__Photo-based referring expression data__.
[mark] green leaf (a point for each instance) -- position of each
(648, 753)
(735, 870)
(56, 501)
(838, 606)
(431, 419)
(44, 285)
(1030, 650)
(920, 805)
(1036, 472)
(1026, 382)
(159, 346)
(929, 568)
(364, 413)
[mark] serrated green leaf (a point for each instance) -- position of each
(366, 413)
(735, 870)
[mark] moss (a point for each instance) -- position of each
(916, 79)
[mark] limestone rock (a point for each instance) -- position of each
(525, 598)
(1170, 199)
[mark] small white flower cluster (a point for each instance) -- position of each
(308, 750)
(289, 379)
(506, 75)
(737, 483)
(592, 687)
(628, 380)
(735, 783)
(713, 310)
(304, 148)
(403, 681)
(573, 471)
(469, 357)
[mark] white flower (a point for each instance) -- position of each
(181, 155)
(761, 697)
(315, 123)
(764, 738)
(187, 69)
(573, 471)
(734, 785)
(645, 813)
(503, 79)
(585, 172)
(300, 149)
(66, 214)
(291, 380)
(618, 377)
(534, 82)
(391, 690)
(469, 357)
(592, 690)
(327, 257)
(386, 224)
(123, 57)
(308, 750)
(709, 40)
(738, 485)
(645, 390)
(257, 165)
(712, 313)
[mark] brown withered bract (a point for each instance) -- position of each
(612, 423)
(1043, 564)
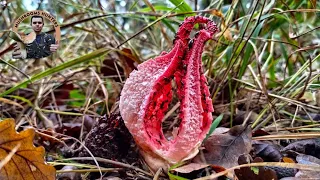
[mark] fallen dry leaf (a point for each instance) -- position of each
(267, 151)
(28, 161)
(306, 159)
(225, 149)
(257, 173)
(308, 147)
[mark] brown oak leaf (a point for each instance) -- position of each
(27, 163)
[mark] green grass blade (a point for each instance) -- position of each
(63, 66)
(184, 7)
(214, 125)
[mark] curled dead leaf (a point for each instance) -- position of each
(225, 149)
(28, 161)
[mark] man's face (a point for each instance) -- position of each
(37, 24)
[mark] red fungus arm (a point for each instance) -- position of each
(147, 93)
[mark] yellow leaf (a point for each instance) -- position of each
(27, 163)
(7, 101)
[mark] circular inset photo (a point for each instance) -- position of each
(33, 42)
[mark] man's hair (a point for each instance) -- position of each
(37, 17)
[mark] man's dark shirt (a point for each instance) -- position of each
(40, 47)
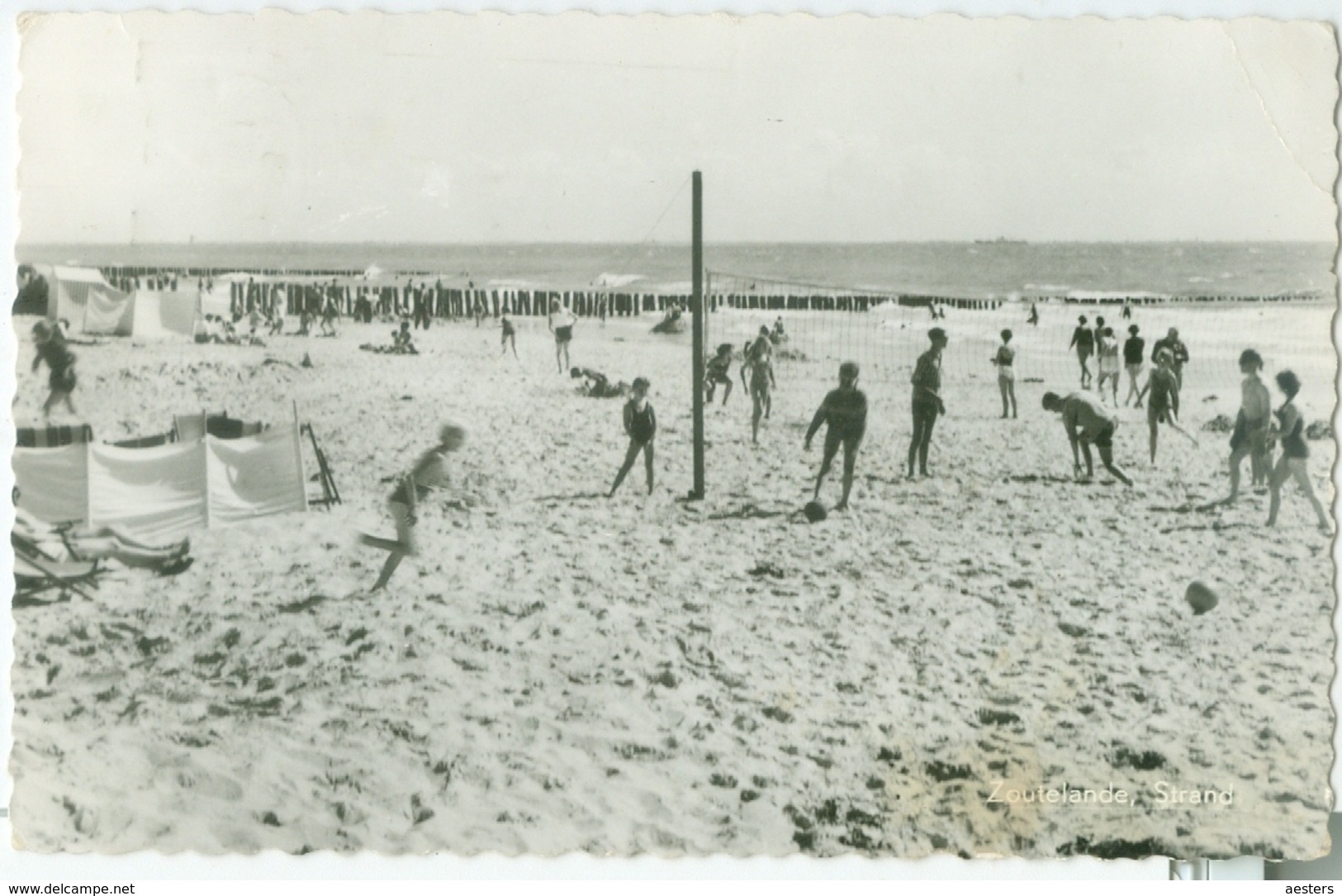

__Activity__. All that should appear in the response is the run of lines from the one with "[mark] moss (a" through the final line of the records, restated exactly, with pictures omitted.

__Solved problem__.
[mark] moss (a point for each instance) -- position of each
(916, 79)
[mark] limestone rock (a point for each instance) -- position of each
(525, 598)
(1170, 199)
[mark] small white flower cluster (a point for each instance) -- position of each
(308, 750)
(289, 379)
(506, 75)
(737, 483)
(592, 687)
(628, 380)
(735, 783)
(713, 310)
(304, 148)
(403, 681)
(573, 471)
(469, 357)
[mark] white flower (a point for each instance) -- position of each
(181, 155)
(761, 697)
(315, 123)
(764, 738)
(187, 69)
(573, 471)
(734, 785)
(645, 813)
(503, 79)
(585, 172)
(300, 149)
(66, 214)
(291, 380)
(618, 377)
(534, 82)
(391, 690)
(469, 357)
(592, 690)
(327, 257)
(386, 224)
(123, 57)
(308, 750)
(709, 40)
(738, 485)
(645, 390)
(257, 165)
(712, 313)
[mark] brown withered bract (a point for each instance) -- position of each
(612, 423)
(1043, 564)
[mark] fallen dry leaf (a point for each instance) -- position of each
(267, 151)
(28, 161)
(306, 159)
(225, 149)
(257, 173)
(308, 147)
[mark] brown oak leaf (a point for each instance) -- position of each
(27, 163)
[mark] green grass blade (a point for each instance) -- position of each
(63, 66)
(184, 7)
(214, 125)
[mark] curled dead leaf (a point for each instance) -- position of each
(225, 149)
(28, 161)
[mark] man's face (a point for each instance) -- position of each
(37, 24)
[mark] red fungus arm (a point for each instance) -- position of each
(147, 93)
[mark] yellow leaf (a point for each instance) -- position of each
(27, 163)
(7, 101)
[mark] circular inset photo (a point for each instance) -- position of each
(33, 42)
[mark] man's hair (a point for each instance) -- position of each
(37, 17)
[mark] man's dark shirt (a point for each instance) -- position of each
(40, 47)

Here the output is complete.